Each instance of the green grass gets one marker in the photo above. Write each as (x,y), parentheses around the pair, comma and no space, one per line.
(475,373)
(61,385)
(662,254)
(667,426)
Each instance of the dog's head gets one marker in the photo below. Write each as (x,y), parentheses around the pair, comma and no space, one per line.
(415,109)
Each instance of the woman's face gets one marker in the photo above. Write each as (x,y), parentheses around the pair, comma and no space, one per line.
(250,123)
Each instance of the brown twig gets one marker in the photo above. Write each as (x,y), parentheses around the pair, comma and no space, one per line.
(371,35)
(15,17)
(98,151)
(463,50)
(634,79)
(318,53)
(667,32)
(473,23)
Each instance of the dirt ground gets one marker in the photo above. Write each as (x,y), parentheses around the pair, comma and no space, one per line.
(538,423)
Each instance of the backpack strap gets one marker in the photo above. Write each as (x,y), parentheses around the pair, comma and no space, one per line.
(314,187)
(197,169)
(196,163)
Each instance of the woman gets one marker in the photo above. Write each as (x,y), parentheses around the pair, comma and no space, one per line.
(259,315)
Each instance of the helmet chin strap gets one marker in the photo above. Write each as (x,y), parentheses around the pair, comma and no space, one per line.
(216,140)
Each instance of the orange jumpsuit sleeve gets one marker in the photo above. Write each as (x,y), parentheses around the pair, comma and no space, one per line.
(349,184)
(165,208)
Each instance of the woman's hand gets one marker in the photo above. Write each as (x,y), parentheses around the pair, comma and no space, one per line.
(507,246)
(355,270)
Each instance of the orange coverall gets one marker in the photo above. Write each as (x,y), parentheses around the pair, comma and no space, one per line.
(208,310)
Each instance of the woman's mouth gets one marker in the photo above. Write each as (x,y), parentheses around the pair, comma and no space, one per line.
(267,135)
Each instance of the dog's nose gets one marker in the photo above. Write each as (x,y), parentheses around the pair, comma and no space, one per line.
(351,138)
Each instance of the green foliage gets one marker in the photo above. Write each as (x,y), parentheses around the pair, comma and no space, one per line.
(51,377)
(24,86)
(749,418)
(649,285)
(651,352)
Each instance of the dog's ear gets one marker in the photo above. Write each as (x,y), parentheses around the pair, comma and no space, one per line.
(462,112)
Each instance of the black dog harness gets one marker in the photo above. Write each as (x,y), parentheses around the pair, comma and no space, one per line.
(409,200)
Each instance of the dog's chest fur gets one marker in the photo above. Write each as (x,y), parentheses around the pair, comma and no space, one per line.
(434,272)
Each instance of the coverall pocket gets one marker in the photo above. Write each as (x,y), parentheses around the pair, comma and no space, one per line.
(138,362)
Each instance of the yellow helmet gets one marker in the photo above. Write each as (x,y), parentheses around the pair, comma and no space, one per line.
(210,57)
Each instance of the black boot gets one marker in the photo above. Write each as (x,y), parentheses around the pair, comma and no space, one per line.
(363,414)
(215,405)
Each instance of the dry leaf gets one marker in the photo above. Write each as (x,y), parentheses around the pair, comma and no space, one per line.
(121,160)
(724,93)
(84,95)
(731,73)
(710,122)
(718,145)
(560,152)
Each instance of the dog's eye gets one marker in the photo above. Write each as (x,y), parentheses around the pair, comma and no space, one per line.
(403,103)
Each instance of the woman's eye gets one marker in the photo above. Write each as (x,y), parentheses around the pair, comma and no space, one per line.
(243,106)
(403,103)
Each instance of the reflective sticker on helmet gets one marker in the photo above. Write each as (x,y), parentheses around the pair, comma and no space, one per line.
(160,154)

═══

- [TASK]
Can you rewrite the whole listing above with every "one marker" changed to "a single dot" and nothing else altered?

- [SOLUTION]
Each instance of the green grass gets a single dot in the photo above. Write each as (x,y), parentheses around the pair, comma and no space, one per line.
(475,373)
(61,385)
(662,254)
(667,426)
Each instance of the dog's head gets a single dot in the photo below. Write each as (x,y), parentheses around the pair, comma and no space, one per line.
(415,109)
Each instance of the woman's face gets a single dot in the photo above. Write each as (x,y), parentheses around the pair, comma and no space, one per line.
(250,123)
Each instance of the brown twig gets a single dot in the photo above. Write each as (x,y), parentheses around the pair, comma and no space, one per line.
(371,35)
(15,17)
(98,151)
(463,50)
(634,79)
(318,53)
(667,32)
(473,23)
Each instance of the dirt ground gets a single dot in the photo above. Write each as (x,y), parentheses around the pair, comma and no space, one per line.
(538,423)
Each instance of the backpack strap gets a single dot in the photo above. Write each as (x,y), parentheses around the pair, comma and no space, one per line.
(314,187)
(197,169)
(196,163)
Each instance of the woman gets a single dot in the photo above. Write each as (x,y), parentheses around the pair, comma and no space, one per line.
(259,315)
Each instance of the helmet chin strap gets a single dot in the photo above. Write each as (x,y), parentheses around the pair, comma and no space, one per line.
(216,140)
Each instance of the orange jumpsuit sleeve gets a single dot in the photo above. Write each as (x,y), parentheses around the pair, comma and no space, one per line.
(349,184)
(165,208)
Each instance of the woman's hand gets a single dot in the photo above. Write each as (x,y), parentheses around the pair, comma and no space, one per line.
(507,246)
(355,270)
Each instance of the orange coverall gets a single dot in the photo above. Write each as (x,y), parentheses around the pair, comma and no space, one per line.
(208,310)
Each instance of the woman's mouth gets a single dot in the photo above. Write each as (x,y), parentheses around the pair, comma and no space, one per line.
(267,135)
Each instance of the dog's nose gets a single dot in the photo above. Write each as (x,y), parentheses around the pair, comma and no space, one per line.
(351,138)
Each instance of the green foliage gets a single dot in the photo above. Write each as (x,y), parentheses around the pair, comma and no space, one per line.
(51,377)
(24,86)
(749,418)
(649,285)
(651,352)
Each instance of the dog's ear gets a single dot in the photo above. Write each as (x,y), parentheses around the pair, comma and no space, one per line.
(462,112)
Each instance of the black dog harness gets a single dot in the photo above. Write each as (x,y), parentheses around the pair, comma and no space, one per line.
(409,200)
Each instance of the dog's chest fur gets a single dot in the photo above. Write each as (x,y), parentheses around the pair, comma and no space, one per line.
(434,272)
Each instance of the coverall pocket gets a single dot in the photo above. Write each as (x,y), parentheses around the pair, comma and no space, one per line.
(138,362)
Each instance of the yellow helmet gets a single dot in the photo above. Write each as (x,y), parentheses around the pair, comma and no space, one per line.
(210,57)
Each instance of the black boot gets a single dot in the photo above. Write each as (x,y), parentheses around the pair, comma and no space, one per line.
(363,414)
(215,405)
Each instance of the dry leaf gets a single dot in the photo above. Write each as (x,y), parentheses around the pair, comma and no space, one per line.
(121,160)
(724,93)
(84,95)
(731,73)
(710,122)
(718,145)
(560,152)
Each instance of the dog's eye gets a single dot in the photo above. Write each as (x,y), parentheses around the pair, comma and no space, one per line.
(403,103)
Each instance of the woman's eye gets a single dot in the photo above. Write each as (x,y), parentheses around the pair, comma and no space, one per line.
(243,106)
(403,103)
Each instance of the reflective sticker on helmet gets a single dot in the photo above. Write each as (x,y), parentheses around the pair, comma and no space, one per line.
(160,154)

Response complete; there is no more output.